# START OF SUPPLIED INFORMATION

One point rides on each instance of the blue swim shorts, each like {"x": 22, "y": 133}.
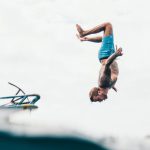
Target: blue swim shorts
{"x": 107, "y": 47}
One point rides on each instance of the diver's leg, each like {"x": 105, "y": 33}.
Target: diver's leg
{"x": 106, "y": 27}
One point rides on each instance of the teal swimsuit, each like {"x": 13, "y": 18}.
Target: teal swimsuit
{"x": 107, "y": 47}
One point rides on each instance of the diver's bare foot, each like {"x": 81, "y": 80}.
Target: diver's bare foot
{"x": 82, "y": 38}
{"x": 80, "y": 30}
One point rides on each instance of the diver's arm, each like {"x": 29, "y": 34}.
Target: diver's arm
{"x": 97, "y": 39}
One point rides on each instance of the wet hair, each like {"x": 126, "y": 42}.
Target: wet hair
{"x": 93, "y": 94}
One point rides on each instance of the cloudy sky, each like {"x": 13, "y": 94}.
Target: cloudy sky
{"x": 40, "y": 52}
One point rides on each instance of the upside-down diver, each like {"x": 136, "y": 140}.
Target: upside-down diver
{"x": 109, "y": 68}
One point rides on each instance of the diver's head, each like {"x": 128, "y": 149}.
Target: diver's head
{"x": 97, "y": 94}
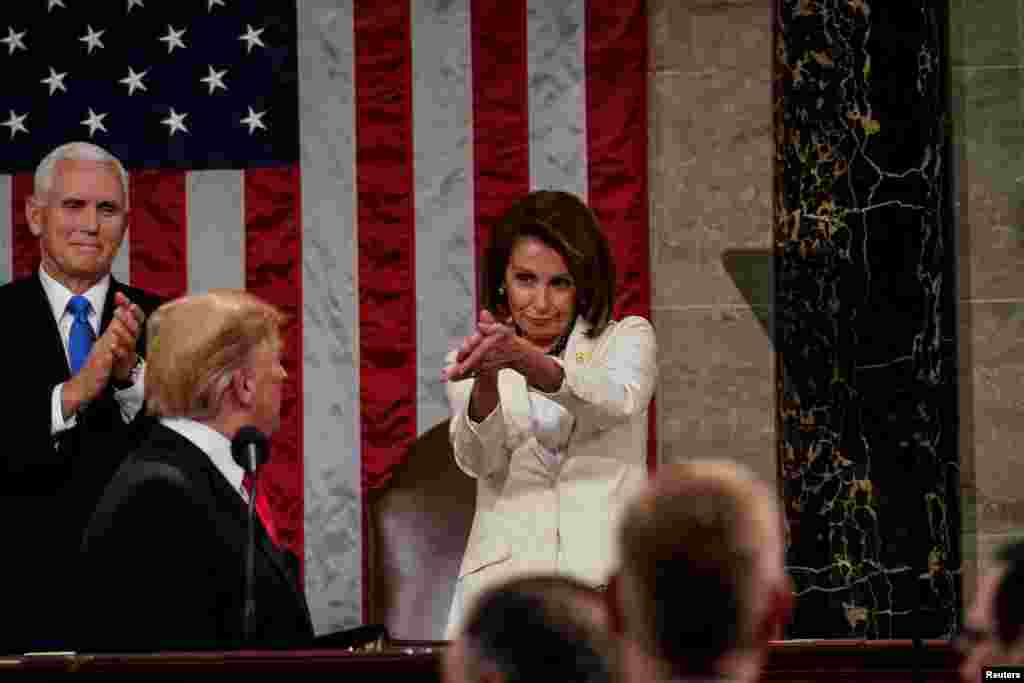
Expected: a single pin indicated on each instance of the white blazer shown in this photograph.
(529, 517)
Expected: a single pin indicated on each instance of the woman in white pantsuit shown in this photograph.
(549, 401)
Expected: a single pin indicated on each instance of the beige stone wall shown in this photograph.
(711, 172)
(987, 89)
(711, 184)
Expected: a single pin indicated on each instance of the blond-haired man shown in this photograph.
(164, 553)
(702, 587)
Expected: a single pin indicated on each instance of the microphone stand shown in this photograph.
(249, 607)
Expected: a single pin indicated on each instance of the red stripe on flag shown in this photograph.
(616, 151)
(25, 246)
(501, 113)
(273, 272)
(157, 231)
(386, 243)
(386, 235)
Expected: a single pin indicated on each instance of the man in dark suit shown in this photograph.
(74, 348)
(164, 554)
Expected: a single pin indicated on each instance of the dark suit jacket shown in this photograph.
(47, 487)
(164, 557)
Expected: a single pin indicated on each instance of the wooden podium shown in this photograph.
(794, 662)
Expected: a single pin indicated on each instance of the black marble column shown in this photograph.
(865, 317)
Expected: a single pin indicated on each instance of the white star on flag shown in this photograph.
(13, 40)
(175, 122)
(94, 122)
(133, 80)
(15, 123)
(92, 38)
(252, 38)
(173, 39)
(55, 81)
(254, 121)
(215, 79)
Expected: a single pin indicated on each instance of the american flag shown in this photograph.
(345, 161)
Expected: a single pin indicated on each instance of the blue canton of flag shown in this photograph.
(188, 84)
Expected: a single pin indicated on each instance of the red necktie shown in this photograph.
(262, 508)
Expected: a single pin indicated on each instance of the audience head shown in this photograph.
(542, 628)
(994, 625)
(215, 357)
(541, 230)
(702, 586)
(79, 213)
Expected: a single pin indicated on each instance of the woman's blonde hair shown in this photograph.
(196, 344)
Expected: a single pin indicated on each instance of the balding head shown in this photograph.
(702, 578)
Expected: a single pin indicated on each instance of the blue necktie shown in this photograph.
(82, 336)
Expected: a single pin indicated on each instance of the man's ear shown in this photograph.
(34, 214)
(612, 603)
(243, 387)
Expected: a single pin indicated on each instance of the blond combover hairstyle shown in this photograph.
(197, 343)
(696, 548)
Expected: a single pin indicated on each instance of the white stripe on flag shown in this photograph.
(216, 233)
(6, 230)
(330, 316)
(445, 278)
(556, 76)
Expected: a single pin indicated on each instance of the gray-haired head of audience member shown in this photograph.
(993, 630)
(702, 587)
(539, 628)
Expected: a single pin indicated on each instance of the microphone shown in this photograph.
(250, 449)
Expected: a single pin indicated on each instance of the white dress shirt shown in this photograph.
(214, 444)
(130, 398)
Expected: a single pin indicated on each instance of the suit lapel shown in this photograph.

# END OF SUPPLIED INFORMATION

- _TASK STATEMENT_
Write out each line again precisely as it appears, skipping every picture.

- _SOLUTION TO THIS EXERCISE_
One point rides on each instance of the blue swim shorts, each like {"x": 22, "y": 133}.
Target: blue swim shorts
{"x": 107, "y": 47}
One point rides on each instance of the diver's leg, each like {"x": 105, "y": 33}.
Target: diver's leg
{"x": 106, "y": 27}
One point rides on each instance of the teal swimsuit, each like {"x": 13, "y": 18}.
Target: teal swimsuit
{"x": 107, "y": 47}
One point rides on each instance of the diver's bare foot, each like {"x": 81, "y": 80}.
Target: diver's bare foot
{"x": 82, "y": 38}
{"x": 80, "y": 30}
One point rides on each instance of the diver's arm, each like {"x": 29, "y": 34}.
Target: diver's arm
{"x": 97, "y": 39}
One point rides on each instance of the wet hair, each like {"x": 126, "y": 42}.
Target: wet hair
{"x": 93, "y": 94}
One point rides on each instance of the cloudy sky, each like {"x": 13, "y": 94}.
Target: cloudy sky
{"x": 40, "y": 52}
One point rides on each instance of the upside-down diver, each like {"x": 136, "y": 140}.
Target: upside-down diver
{"x": 109, "y": 68}
One point rides on each instance of the diver's head, each like {"x": 128, "y": 149}.
Target: diver's head
{"x": 97, "y": 94}
Expected: a single pin indicated on each instance of the white blazer shown in this photograph.
(529, 517)
Expected: a single pin indicated on each instance of the woman in white pantsuit shown in this photograph.
(549, 401)
Expected: a single pin indicated on each instance of the beige stone wall shown in this photograph.
(711, 172)
(987, 89)
(711, 184)
Expected: a single pin indicated on each instance of the blond-haired man shown in this photograph.
(164, 553)
(702, 587)
Expected: a single pin indicated on each instance of the microphone stand shown in this photograph.
(249, 607)
Expected: a single pin indicated on each instance of the red stripe on flag shown in this photograph.
(616, 151)
(25, 246)
(501, 113)
(273, 272)
(157, 231)
(386, 243)
(386, 235)
Expected: a single pin indicated on each instance of the man in dark suit shown in this photograph.
(74, 348)
(164, 554)
Expected: a single pin indicated on each instance of the dark suit jacket shown in this photograph.
(47, 487)
(164, 557)
Expected: a single pin indicated on each instance of the wooden podium shown in this photograph.
(794, 662)
Expected: a single pin indicated on each instance of the black marble column shown in this photograph.
(865, 317)
Expected: a single pin indicated on each instance of the white star on flag shown in this photograph.
(13, 40)
(175, 122)
(94, 122)
(133, 80)
(15, 123)
(92, 38)
(252, 38)
(173, 39)
(55, 81)
(254, 121)
(215, 79)
Expected: a single pin indicated on each instance of the american flag shown in this photograph.
(345, 161)
Expected: a single pin indicated on each instance of the blue canton of flag shown in this photograph.
(188, 84)
Expected: a single pin indicated on each instance of the red necktie shown in this photograph.
(262, 508)
Expected: a single pin indicated on each instance of the audience head shown in this photograph.
(542, 628)
(994, 625)
(215, 357)
(541, 230)
(702, 586)
(79, 213)
Expected: a single pin indicated on each instance of the woman's blonde hair shown in this photograph.
(196, 344)
Expected: a single pin indicated on each instance of the balding head shown in this photograph.
(702, 578)
Expected: a single pin indicated on each instance of the blue necktie shown in this photograph.
(82, 336)
Expected: a single pin indicated on each instance of the man's ear shown in this photograph.
(34, 214)
(612, 603)
(243, 387)
Expected: a single pin indicated on each instance of the blond combover hairstyle shown in this photograph.
(197, 343)
(696, 548)
Expected: a single pin indicated on each instance of the white stripe on flag shown in this photograph.
(216, 233)
(6, 230)
(330, 316)
(445, 278)
(556, 76)
Expected: a single pin indicated on each instance of the gray-haired head of audience member shown in this photograph.
(993, 630)
(702, 587)
(539, 628)
Expected: a single pin indicated on each instance of the microphone shown in this photograph.
(250, 449)
Expected: a single pin indicated on each instance of the white dress shirt shown in this photograph.
(214, 444)
(130, 398)
Expected: a single pin indicated on each instance of the suit lapel shown in this photograph.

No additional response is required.